+++ PROVIDED INFORMATION +++
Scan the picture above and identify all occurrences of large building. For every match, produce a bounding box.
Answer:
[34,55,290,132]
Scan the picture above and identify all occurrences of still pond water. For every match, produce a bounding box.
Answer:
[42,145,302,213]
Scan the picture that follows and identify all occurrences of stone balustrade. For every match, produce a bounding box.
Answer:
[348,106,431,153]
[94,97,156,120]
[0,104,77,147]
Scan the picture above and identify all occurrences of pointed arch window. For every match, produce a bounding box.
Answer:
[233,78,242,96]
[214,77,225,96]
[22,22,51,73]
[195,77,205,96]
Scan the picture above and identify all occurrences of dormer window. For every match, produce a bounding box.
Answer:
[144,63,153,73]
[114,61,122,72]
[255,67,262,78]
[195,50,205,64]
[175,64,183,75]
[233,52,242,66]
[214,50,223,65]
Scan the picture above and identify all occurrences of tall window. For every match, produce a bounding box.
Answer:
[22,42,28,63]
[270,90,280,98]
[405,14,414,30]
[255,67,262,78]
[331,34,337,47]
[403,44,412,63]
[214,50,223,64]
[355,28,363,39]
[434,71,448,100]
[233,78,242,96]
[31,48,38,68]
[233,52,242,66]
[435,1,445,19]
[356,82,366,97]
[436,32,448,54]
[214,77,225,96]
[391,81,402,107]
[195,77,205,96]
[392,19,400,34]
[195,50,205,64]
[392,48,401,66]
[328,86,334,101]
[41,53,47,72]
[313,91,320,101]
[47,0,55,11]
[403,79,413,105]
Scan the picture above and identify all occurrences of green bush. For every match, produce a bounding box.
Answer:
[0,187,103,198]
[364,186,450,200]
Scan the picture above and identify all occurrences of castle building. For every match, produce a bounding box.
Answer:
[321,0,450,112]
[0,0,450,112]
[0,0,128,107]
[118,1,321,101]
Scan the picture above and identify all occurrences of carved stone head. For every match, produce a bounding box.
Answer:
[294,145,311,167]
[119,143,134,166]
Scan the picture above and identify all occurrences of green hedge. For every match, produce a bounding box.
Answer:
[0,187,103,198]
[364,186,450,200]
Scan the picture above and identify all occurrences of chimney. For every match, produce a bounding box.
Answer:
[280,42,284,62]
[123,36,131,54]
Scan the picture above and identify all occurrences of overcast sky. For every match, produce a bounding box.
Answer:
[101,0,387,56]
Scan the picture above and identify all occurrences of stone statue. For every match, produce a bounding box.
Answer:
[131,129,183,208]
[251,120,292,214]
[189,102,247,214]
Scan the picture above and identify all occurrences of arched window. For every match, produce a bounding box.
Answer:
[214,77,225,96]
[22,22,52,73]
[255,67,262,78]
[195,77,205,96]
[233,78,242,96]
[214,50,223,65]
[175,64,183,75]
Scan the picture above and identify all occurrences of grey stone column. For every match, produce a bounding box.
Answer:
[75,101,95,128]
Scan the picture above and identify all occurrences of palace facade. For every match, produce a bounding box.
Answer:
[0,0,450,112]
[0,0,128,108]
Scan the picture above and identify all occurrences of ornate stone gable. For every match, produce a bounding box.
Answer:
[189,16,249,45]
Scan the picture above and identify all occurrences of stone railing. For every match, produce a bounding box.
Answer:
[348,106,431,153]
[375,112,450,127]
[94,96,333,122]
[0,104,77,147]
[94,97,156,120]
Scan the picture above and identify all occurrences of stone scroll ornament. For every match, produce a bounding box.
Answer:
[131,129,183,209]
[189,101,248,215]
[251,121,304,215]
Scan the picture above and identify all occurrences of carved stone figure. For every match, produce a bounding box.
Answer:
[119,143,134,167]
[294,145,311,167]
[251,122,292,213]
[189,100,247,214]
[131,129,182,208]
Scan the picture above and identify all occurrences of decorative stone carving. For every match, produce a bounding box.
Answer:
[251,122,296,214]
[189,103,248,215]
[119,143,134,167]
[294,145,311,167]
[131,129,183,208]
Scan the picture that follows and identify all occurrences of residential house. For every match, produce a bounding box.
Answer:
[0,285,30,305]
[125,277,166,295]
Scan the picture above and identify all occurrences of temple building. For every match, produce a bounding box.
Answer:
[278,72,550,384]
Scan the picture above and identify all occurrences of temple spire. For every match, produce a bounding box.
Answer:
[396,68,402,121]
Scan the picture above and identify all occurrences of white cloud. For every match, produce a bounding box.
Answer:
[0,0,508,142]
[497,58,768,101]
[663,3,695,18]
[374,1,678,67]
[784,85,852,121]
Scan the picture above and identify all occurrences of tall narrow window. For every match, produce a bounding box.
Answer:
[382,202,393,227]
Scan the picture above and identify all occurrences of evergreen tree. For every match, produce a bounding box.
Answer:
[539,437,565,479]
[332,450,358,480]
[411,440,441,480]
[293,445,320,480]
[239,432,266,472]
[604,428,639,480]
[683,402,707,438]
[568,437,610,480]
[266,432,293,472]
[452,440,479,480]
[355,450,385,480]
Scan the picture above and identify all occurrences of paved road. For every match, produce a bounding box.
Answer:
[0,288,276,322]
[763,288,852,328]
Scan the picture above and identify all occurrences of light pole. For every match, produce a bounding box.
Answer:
+++
Please copy out the data above exactly, everything from the line that contains "of temple building." down to the line that contains "[355,450,385,480]", both of those lines included.

▸ **WRITTEN SOLUTION**:
Scan the picture above and identify all occurrences of temple building. For every match, produce a bounding box.
Answer:
[278,72,550,384]
Scan the picture above and identify all occurrences of temple spire. For every match, produce a bounding box.
Answer:
[396,68,402,121]
Scan the picture above and identify all occurrences of white cloud. For every match, produce a bounding box.
Answer:
[0,0,508,142]
[497,58,768,101]
[663,3,695,18]
[374,1,678,67]
[784,85,852,121]
Scan the picture above and identify all occurrences of tall narrow window. For every match, produce a bounding box.
Answer:
[382,202,393,227]
Scan the picture above and identify all occurrences of evergreen tree. For every match, produce a bounding box.
Answer:
[539,437,565,479]
[332,450,358,480]
[411,440,441,480]
[293,445,320,480]
[239,432,266,472]
[604,428,639,480]
[683,402,707,438]
[568,437,610,480]
[266,432,293,472]
[452,440,479,480]
[355,450,385,480]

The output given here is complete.